TEXTE À LIRE –
┄┄┄┄┄┄┄┄┄┄┄┄┄┄┄┄┄┄┄┄
Et c'est là que le bât blesse avec le film de Chloe Zhao ! Car, avec ses co-scénaristes (Patrick Burleigh, Ryan et Kaz Firpo), c'est comme si elle n'avait lu ni Kirby ni Gaiman. Les Eternels qu'elle met en scène n'ont plus grand-chose à voir avec les personnages des comics. Elle cite des éléments de leur mythologie, mais en modifie profondément d'autres, ce qui aboutit à des héros abatardis, hybrides. Pour les connaisseurs, c'est une expérience bizarre, déstabilisante. Pour les néophites, ce sera un long métrage à la fois accessible et maladroit. Personne en tout cas ne peut être pleinement satisfait.

Pour rappel, les Eternels ont bien, comme dans le film, été créés par les Célestes, des géants à la puissance incommensurable qui sont aussi des laborantins cosmiques, pratiquant des expériences sur des formes de vie. En découvrant la Terre et les premiers hommes, ils donnent naissance aux Eternels et les Déviants, des anges et des démons. Dans le film, les Eternels sont réduits à l'état de quasi-robots programmés pour éradiquer les Déviants, qui représentent une anomalie pour les Célestes parce qu'ils peuvent évoluer et donc contrarier leurs desseins.
┄┄┄┄┄┄┄┄┄┄┄┄┄┄┄┄┄┄┄┄
CONSIGNE – Relevez toutes les personnes désignées par leur nom dans le texte sur le film de Chloe Zhao.

EXTRAIT DE DONNÉES –
┄┄┄┄┄┄┄┄┄┄┄┄┄┄┄┄┄┄┄┄
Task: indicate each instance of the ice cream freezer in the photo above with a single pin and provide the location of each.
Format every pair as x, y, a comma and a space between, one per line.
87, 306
┄┄┄┄┄┄┄┄┄┄┄┄┄┄┄┄┄┄┄┄
CORRIGÉ – Chloe Zhao, Patrick Burleigh, Ryan Firpo, Kaz Firpo, Kirby, Gaiman